* **Task requirements**:
Output every line exactly as written. Leave out pictures.

* **Exercise material**:
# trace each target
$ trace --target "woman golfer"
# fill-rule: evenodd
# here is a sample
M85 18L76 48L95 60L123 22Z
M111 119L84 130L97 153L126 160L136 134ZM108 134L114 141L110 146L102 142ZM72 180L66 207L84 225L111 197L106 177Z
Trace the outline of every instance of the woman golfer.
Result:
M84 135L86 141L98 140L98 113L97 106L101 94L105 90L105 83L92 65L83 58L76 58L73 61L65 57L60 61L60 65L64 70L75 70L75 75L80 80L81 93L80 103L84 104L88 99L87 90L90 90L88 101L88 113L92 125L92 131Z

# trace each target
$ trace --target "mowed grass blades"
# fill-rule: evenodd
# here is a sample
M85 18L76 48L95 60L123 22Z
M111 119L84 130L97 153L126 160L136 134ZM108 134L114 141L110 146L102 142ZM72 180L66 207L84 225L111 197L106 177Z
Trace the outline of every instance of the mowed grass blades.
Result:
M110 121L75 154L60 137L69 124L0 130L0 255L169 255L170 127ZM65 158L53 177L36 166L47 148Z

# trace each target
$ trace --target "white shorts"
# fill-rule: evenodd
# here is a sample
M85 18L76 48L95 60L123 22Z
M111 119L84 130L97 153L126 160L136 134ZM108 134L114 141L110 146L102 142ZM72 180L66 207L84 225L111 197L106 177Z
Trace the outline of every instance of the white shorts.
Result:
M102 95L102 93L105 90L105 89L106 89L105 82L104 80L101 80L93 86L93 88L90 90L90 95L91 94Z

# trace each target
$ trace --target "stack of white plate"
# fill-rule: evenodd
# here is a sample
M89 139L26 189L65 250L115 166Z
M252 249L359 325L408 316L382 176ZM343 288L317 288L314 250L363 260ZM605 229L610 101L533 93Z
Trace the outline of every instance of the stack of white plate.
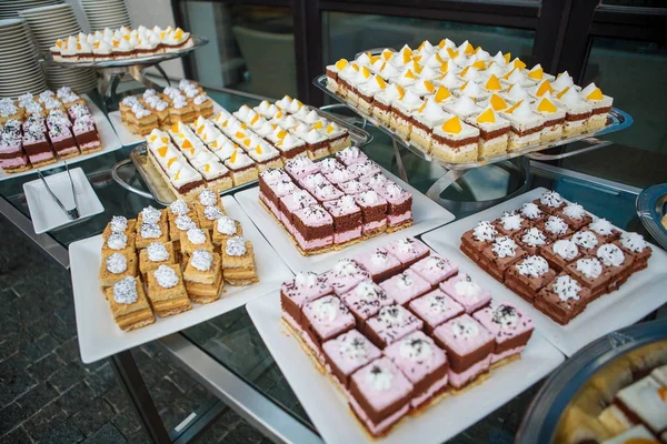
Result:
M86 12L91 31L104 28L131 27L130 13L125 0L79 0Z
M62 0L2 0L0 1L0 19L16 19L23 9L48 7L62 3Z
M22 19L0 20L0 98L47 89L37 48Z
M19 11L30 28L30 32L41 53L49 51L56 40L76 36L81 31L74 11L69 4L24 9ZM86 92L97 87L97 74L90 68L62 68L48 65L49 88L70 87Z

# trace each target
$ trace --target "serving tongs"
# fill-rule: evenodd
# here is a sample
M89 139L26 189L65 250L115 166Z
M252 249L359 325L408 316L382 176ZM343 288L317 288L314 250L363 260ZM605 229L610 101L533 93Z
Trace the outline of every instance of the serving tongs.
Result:
M53 200L56 201L58 206L60 206L60 209L67 214L69 220L74 221L74 220L79 219L79 202L77 200L77 190L74 190L74 181L72 180L72 175L69 172L69 165L67 164L67 162L63 162L63 163L64 163L64 168L67 169L67 175L70 180L70 186L72 189L72 195L74 198L74 208L71 210L68 210L64 208L64 205L62 204L60 199L58 199L56 193L53 193L53 191L49 186L49 183L47 183L47 180L44 179L44 175L42 174L42 172L40 170L37 170L37 174L39 175L39 179L41 179L41 181L43 182L47 191L49 192L49 194L51 194L51 198L53 198Z

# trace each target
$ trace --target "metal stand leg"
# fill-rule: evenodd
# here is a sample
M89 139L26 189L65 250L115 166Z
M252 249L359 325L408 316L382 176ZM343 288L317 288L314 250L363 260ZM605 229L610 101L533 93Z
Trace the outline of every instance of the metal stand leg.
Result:
M143 428L152 442L171 444L169 433L167 433L156 404L152 402L150 393L148 393L148 387L139 373L132 354L129 351L120 352L111 356L109 361L116 372L116 377L126 390Z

* **Result for this task**:
# trace each target
$ trace --target "woman golfer"
# fill-rule: evenodd
# here is a sample
M85 18L76 48L95 60L123 22Z
M111 119L84 130L97 153L126 160L136 134ZM108 134L114 141L110 146L102 142ZM72 180L66 207L84 225L111 197L106 177Z
Trace the outline of every instance of the woman golfer.
Result:
M84 135L86 141L98 140L98 113L97 106L101 94L105 90L105 83L92 65L83 58L76 58L73 61L65 57L60 61L60 65L64 70L75 70L75 75L80 80L81 93L80 103L84 104L88 99L87 90L90 90L88 101L88 113L92 125L92 131Z

# trace each target
$ trace --target "mowed grass blades"
# fill-rule: evenodd
# here is a sample
M85 18L76 48L95 60L123 22Z
M111 119L84 130L97 153L126 160L136 134ZM108 134L114 141L110 146L102 142ZM72 180L66 207L84 225L111 197L106 177Z
Trace the outline of every instance of the mowed grass blades.
Result:
M110 121L75 154L60 137L69 124L0 130L0 255L169 255L170 127ZM65 158L53 177L36 166L47 148Z

# trace each target
$ trace --target "white shorts"
# fill-rule: evenodd
# here is a sample
M85 18L76 48L95 60L123 22Z
M111 119L84 130L97 153L126 160L136 134ZM108 134L114 141L110 146L102 142ZM72 180L66 207L84 225L111 197L106 177Z
Trace the outline of every instance of the white shorts.
Result:
M102 95L102 93L105 90L105 89L106 89L105 82L104 80L101 80L93 86L93 88L90 90L90 95L91 94Z

# trace each target
$ trace --target "stack of white plate"
# fill-rule: evenodd
# here is a sample
M89 139L26 189L65 250L115 166Z
M252 249L359 325L408 316L382 176ZM343 288L317 288L314 250L363 260ZM605 229L610 101L533 93Z
Trace the outline of every instance of the stack of white plate.
Result:
M86 12L91 31L104 28L131 27L130 13L125 0L79 0Z
M62 0L2 0L0 1L0 19L16 19L23 9L48 7L62 3Z
M22 19L0 20L0 98L47 89L37 48Z
M19 11L30 28L30 32L41 53L49 51L56 40L76 36L81 31L74 11L69 4L24 9ZM86 92L97 87L97 74L90 68L62 68L48 65L49 88L70 87Z

# trace each target
$ trace --target "serving tongs"
# fill-rule: evenodd
# here is a sample
M89 139L26 189L65 250L115 166Z
M252 249L359 325L408 316L382 176ZM343 288L317 288L314 250L363 260ZM605 229L610 101L533 93Z
Trace the outline of every instance of the serving tongs.
Result:
M53 200L56 201L58 206L60 206L60 209L67 214L69 220L74 221L74 220L79 219L79 202L77 200L77 190L74 190L74 181L72 180L72 175L69 172L69 165L67 164L67 162L63 162L63 163L64 163L64 168L67 169L67 175L70 180L70 186L72 189L72 195L74 198L74 208L71 210L68 210L64 208L64 205L62 204L60 199L58 199L56 193L53 193L53 191L49 186L49 183L47 183L47 180L44 179L44 175L42 174L42 172L40 170L37 170L37 174L39 175L39 179L41 179L41 181L43 182L47 191L49 192L49 194L51 194L51 198L53 198Z

# trace each target
$ trace --target "metal stand leg"
# fill-rule: evenodd
# here is a sample
M89 139L26 189L65 250L115 166Z
M252 249L359 325L408 316L382 176ZM343 288L317 288L314 250L363 260ZM605 229L610 101L533 93Z
Trace the outline of every instance of the metal stand leg.
Result:
M143 428L152 442L171 444L169 433L167 433L156 404L152 402L150 393L148 393L148 387L139 373L132 354L129 351L120 352L111 356L109 361L116 372L116 377L126 390Z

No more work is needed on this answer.